• [Exercise brief]
Return all lines of the data in which the string "white" occurs.

• [Data excerpts]

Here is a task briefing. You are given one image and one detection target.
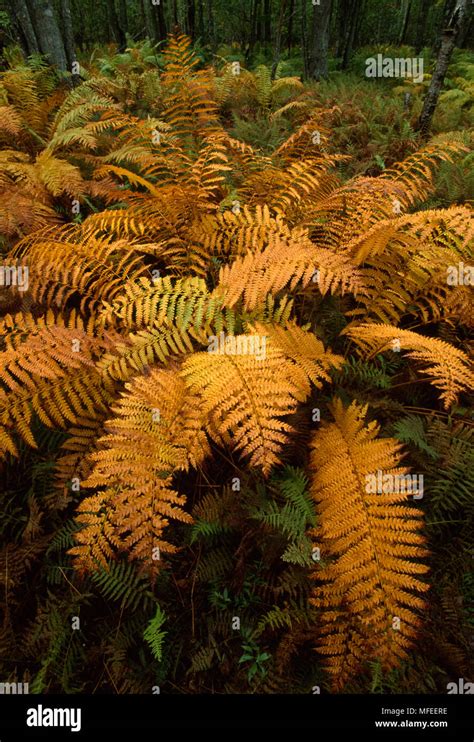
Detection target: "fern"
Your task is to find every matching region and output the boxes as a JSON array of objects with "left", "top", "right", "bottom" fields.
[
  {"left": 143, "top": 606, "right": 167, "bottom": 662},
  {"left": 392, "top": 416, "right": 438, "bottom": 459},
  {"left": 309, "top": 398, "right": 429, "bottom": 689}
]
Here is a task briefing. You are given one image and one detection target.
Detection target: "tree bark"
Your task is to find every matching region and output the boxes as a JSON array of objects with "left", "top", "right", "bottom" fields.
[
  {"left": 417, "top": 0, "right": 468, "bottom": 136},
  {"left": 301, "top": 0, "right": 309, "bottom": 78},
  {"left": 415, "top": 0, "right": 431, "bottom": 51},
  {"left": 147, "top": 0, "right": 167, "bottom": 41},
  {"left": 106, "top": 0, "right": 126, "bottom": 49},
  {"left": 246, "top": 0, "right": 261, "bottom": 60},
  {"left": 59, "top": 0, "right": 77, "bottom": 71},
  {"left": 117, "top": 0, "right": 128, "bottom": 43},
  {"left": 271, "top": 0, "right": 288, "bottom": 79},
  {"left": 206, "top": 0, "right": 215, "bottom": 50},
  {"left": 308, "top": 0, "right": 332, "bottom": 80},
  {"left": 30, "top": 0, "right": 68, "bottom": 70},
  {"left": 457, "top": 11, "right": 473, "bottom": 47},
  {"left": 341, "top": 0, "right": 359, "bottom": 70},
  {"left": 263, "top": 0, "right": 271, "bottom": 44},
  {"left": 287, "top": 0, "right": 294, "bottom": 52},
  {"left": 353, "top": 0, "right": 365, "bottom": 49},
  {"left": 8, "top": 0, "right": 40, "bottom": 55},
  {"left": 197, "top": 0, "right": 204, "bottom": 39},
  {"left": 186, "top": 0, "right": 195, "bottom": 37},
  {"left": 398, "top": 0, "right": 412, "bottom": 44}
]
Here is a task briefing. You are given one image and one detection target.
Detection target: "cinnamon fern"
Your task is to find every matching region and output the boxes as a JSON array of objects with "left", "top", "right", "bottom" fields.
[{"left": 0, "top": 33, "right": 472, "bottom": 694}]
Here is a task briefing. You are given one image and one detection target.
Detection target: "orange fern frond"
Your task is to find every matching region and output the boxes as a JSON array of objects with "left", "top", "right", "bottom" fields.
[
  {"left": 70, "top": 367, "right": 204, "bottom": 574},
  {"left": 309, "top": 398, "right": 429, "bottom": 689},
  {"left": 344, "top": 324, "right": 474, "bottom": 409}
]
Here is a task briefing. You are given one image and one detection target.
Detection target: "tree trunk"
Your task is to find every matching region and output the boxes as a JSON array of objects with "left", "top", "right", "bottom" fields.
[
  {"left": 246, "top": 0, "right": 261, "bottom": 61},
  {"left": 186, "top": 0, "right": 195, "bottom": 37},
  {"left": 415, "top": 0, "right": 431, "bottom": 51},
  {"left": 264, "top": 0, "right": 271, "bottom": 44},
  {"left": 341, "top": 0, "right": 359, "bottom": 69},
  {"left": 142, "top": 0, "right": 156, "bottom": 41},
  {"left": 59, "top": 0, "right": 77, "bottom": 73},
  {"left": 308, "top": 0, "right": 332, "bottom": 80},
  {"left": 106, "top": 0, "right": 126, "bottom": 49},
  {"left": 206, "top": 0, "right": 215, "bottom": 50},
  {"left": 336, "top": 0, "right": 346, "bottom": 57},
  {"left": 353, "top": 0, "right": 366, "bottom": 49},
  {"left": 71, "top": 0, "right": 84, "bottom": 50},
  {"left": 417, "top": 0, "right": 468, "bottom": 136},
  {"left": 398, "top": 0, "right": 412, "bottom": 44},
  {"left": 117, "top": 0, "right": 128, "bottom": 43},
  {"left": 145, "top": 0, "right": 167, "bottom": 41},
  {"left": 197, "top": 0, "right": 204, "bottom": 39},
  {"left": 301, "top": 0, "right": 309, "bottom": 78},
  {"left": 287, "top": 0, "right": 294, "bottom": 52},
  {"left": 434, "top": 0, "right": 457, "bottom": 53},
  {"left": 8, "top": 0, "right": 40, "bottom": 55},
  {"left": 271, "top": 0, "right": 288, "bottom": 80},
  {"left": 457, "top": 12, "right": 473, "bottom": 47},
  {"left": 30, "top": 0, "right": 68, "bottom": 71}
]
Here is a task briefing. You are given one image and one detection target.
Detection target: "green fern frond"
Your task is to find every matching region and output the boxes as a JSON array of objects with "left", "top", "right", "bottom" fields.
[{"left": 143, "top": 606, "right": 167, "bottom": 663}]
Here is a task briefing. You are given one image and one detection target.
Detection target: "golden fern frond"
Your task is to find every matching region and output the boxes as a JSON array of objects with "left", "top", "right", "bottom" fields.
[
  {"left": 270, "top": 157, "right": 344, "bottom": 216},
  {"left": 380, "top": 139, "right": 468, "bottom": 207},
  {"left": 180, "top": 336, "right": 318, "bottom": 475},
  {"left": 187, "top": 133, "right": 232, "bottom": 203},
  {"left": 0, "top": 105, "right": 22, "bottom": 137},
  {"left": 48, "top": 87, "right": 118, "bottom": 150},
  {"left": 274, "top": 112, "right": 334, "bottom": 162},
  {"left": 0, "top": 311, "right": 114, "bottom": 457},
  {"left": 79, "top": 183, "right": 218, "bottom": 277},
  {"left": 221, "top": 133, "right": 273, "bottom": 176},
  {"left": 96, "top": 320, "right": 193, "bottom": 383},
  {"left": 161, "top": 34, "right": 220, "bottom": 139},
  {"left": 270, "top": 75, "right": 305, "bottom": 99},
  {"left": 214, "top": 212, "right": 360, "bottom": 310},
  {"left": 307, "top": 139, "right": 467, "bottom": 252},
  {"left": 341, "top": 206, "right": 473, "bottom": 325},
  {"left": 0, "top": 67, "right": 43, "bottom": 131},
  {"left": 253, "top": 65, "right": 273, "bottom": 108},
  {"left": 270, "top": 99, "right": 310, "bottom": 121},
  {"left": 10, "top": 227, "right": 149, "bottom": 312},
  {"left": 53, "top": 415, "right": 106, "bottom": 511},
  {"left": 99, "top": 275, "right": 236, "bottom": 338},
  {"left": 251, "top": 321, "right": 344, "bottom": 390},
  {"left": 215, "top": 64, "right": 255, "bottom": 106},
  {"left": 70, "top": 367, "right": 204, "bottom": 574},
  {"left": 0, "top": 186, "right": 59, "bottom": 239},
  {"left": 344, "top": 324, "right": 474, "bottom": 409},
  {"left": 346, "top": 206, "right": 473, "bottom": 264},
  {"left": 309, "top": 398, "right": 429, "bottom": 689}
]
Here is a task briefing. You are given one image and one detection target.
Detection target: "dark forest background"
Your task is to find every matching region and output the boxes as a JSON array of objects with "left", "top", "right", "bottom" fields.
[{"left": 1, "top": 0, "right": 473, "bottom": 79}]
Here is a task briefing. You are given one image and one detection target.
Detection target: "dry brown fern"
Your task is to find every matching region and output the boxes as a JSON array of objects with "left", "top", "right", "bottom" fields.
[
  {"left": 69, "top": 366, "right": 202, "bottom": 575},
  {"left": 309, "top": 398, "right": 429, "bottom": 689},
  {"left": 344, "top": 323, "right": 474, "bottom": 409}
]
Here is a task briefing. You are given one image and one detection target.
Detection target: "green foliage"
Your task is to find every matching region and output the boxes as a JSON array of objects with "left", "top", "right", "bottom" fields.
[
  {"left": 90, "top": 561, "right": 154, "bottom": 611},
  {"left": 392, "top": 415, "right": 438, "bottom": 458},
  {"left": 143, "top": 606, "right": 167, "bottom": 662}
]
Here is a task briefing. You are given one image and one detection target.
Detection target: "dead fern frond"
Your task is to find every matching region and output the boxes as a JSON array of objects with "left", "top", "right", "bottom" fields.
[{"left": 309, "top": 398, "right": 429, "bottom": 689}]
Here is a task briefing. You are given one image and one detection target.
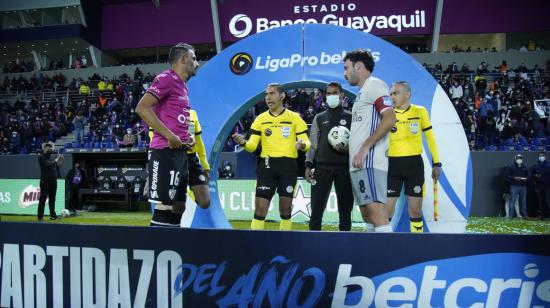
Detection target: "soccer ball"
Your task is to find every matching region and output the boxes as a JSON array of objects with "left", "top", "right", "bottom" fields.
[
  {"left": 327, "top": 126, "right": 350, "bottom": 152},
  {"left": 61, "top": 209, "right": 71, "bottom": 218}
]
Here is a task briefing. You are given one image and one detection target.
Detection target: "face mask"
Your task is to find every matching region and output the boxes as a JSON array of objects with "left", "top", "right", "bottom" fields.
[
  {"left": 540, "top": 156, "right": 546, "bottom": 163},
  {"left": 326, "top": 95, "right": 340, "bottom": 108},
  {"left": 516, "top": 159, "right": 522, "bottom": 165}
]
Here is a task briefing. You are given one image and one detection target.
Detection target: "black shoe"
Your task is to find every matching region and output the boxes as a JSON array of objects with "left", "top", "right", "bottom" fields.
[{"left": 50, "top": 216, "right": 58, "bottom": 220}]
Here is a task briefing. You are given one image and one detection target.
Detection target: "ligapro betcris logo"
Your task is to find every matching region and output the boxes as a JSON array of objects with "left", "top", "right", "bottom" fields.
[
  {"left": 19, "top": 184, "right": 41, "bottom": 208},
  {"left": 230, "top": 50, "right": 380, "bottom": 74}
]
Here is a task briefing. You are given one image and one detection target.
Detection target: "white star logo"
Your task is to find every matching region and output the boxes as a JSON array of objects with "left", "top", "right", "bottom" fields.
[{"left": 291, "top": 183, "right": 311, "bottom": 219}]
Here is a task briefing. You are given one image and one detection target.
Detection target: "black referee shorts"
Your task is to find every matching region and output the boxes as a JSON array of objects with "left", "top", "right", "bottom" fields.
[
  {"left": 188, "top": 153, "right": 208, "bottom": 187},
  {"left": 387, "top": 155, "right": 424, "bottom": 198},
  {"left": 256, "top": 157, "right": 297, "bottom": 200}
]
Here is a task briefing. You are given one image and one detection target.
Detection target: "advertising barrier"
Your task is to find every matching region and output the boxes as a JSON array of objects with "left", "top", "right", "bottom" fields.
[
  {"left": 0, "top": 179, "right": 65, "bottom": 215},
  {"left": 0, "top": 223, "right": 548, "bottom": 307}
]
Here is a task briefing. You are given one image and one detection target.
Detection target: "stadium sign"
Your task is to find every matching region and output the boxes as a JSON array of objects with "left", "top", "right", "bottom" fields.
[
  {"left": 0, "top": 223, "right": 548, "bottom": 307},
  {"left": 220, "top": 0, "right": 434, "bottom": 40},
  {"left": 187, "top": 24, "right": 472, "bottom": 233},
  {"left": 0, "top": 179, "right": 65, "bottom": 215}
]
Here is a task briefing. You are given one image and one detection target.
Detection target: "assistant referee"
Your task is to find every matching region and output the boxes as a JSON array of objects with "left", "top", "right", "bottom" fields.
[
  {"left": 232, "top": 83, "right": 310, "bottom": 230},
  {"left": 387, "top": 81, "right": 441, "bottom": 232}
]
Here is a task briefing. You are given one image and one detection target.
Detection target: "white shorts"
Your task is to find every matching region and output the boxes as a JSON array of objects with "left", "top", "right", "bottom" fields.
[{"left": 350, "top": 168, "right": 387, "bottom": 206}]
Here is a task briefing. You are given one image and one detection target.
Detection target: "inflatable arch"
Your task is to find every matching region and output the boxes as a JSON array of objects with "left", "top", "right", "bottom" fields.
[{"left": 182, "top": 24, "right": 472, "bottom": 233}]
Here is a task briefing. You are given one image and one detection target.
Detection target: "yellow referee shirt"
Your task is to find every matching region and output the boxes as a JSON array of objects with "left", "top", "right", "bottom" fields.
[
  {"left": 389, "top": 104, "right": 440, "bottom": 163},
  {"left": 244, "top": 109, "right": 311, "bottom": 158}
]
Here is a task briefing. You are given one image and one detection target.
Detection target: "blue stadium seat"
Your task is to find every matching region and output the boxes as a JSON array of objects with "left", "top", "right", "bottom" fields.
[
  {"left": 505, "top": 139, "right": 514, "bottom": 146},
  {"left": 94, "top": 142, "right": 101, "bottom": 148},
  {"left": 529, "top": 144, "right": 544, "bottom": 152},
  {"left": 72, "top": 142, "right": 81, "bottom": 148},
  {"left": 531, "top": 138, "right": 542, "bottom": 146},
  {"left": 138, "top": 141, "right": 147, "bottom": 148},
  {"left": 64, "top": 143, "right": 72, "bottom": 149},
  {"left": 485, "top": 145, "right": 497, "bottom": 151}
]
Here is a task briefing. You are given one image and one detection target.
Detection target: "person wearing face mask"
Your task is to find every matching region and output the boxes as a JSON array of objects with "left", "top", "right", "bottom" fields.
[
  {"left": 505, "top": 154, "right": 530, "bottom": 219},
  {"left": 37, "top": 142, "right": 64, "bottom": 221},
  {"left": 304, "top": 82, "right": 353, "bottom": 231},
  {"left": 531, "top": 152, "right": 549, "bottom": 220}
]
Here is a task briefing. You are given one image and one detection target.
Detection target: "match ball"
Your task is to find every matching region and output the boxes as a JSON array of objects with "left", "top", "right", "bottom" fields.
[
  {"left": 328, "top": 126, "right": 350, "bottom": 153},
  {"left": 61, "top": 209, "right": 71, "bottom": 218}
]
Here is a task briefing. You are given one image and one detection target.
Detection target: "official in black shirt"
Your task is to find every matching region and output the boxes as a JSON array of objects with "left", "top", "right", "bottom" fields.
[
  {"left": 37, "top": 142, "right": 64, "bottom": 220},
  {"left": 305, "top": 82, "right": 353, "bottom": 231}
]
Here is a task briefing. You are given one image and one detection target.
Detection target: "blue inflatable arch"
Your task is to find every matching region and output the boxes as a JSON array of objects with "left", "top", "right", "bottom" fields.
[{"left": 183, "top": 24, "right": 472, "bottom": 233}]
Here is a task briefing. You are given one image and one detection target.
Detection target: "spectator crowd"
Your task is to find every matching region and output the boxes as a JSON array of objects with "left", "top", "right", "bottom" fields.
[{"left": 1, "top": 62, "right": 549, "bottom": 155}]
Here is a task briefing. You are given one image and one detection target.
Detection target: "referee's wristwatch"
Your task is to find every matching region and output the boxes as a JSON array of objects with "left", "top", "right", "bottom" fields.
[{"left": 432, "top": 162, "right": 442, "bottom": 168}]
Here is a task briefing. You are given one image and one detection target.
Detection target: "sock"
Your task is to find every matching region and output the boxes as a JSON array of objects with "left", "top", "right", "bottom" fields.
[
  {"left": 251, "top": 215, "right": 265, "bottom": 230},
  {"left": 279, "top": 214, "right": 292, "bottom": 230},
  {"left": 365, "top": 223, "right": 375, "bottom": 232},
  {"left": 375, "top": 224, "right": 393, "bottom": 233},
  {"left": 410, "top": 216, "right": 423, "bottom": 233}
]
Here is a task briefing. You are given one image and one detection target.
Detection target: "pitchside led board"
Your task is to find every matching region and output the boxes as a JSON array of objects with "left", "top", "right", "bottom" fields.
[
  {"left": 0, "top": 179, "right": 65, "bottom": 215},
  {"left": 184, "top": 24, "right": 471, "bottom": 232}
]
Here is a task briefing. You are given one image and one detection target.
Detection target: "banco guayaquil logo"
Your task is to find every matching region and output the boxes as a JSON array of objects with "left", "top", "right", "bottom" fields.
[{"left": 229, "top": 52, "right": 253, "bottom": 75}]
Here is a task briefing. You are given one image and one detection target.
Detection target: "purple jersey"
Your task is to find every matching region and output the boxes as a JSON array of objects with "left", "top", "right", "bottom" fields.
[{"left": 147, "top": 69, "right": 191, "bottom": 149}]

• [Written response]
Detection target: "white star logo"
Detection target: "white shorts"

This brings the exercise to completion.